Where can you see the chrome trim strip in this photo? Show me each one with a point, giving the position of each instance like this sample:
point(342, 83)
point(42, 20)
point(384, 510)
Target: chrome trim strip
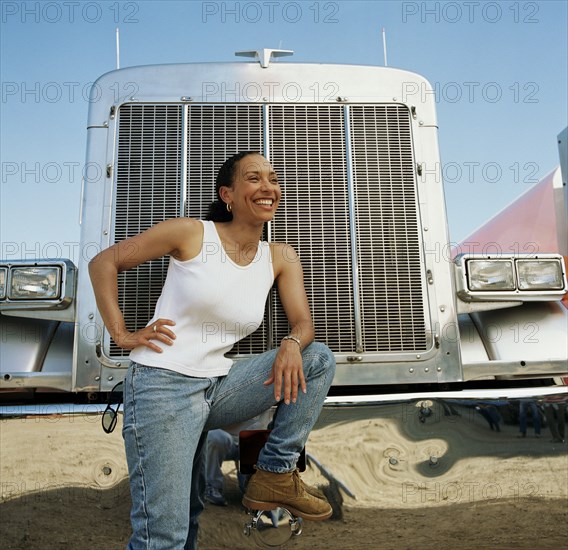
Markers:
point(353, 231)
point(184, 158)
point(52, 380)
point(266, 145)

________________

» Exercise instructions
Give back every entry verbatim. No pictures belong in the copy.

» Exercise solution
Where can you see the chrome trim strip in this photo? Show me each one with a point, giving the position of each instance like this sample:
point(342, 83)
point(42, 20)
point(384, 510)
Target: chrome trim strip
Markers:
point(353, 231)
point(184, 158)
point(52, 380)
point(266, 145)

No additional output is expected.